WHAT YOU SHOULD DO: Using the material below, write out every entry exactly.

EXERCISE MATERIAL:
----------

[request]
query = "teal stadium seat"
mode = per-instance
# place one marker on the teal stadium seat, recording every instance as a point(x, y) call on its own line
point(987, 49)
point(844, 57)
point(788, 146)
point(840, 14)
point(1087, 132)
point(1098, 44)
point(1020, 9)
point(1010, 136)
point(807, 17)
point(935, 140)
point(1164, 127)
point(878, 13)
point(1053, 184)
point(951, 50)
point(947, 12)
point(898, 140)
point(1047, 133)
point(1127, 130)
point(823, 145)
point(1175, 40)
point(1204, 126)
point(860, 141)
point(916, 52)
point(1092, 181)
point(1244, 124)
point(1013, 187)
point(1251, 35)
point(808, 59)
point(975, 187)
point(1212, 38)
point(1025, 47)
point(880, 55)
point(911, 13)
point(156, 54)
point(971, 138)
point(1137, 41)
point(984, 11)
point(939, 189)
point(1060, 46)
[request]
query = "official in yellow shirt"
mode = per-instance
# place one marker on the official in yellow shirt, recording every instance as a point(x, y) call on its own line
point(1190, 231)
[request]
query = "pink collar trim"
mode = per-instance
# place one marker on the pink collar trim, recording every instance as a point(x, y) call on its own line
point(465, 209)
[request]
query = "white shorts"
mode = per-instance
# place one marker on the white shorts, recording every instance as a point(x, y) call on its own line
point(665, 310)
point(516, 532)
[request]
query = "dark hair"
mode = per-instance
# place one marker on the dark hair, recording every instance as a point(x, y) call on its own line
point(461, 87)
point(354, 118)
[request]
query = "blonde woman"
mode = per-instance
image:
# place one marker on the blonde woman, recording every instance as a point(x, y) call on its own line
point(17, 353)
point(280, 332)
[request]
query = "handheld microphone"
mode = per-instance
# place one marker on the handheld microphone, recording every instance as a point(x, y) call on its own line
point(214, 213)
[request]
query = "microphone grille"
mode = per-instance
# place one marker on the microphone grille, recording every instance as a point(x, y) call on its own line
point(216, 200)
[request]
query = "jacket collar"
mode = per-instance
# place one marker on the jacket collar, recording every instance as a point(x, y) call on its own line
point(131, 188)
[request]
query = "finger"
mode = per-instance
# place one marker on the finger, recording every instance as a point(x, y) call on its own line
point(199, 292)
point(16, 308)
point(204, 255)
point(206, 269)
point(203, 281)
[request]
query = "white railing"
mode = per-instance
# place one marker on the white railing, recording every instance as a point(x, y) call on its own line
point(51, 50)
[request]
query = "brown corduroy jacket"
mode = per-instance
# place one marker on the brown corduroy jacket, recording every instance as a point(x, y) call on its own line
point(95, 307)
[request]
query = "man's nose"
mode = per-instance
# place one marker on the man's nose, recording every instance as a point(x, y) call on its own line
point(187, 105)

----------

ANSWER TO THE EXERCISE:
[request]
query = "teal stadium seat"
mode = per-instance
# place one marker on the teal stadium seat, recording every instance as a point(x, y) call on its own line
point(987, 49)
point(844, 57)
point(788, 146)
point(840, 14)
point(1087, 132)
point(1098, 44)
point(1020, 9)
point(1010, 136)
point(807, 17)
point(935, 140)
point(1164, 127)
point(878, 13)
point(1053, 184)
point(951, 50)
point(947, 12)
point(898, 140)
point(1047, 133)
point(1127, 130)
point(823, 145)
point(1175, 40)
point(1204, 126)
point(860, 141)
point(916, 52)
point(1092, 181)
point(1244, 124)
point(1013, 187)
point(1251, 35)
point(808, 59)
point(975, 187)
point(1212, 38)
point(1025, 47)
point(880, 55)
point(911, 13)
point(156, 54)
point(971, 138)
point(1137, 41)
point(984, 11)
point(939, 189)
point(1060, 46)
[request]
query = "official in yellow shirt"
mode = per-instance
# place one marker on the official in yellow shirt, recording every instance as a point(x, y) call on its own line
point(1190, 231)
[request]
query = "pink collar trim"
mode = per-instance
# place one marker on the pink collar trim, recording every instance as a point(x, y) call on its own line
point(465, 209)
[request]
query = "white shorts"
mode = per-instance
# place one marker on the white shorts, recording every instance as a point(x, y) call on its own line
point(665, 310)
point(516, 532)
[request]
query = "dark hair"
mode = per-instance
# place one marker on the dark hair, recording every instance as a point(x, y) call on its own line
point(461, 87)
point(354, 118)
[request]
query = "blonde woman"
mode = per-instance
image:
# place one marker on the blonde woman, recording every instance as a point(x, y) call on its own line
point(17, 353)
point(280, 332)
[request]
query = "handheld microphone"
mode = per-instance
# place one marker on the handheld microphone, recording every instance as a point(x, y) call on its own line
point(214, 213)
[request]
query = "microphone grille"
mode = per-instance
# place one marker on the microphone grille, recording every instance as a point(x, y) call on its own line
point(216, 200)
[request]
query = "jacket collar"
mode = per-instance
# place one marker on the jacket collar, recording every instance as a point(x, y) call on its own line
point(131, 188)
[request]
query = "finger"
mode = per-instance
# place one marker on the finger, recording every instance as a point(x, y) call on its own line
point(199, 292)
point(16, 308)
point(204, 255)
point(206, 269)
point(203, 281)
[request]
query = "white railing"
mode = per-instance
# place one marker on the white railing, recording every instance as a point(x, y) call on its own line
point(51, 50)
[request]
query = "brown corduroy jacket"
mode = per-instance
# place one marker on the brown corduroy jacket, recording every instance as a point(x, y) call on its own line
point(95, 307)
[request]
query = "man's nose"
mode = per-instance
# place one marker on the man's nose, recording every instance as a point(x, y) call on its own line
point(187, 105)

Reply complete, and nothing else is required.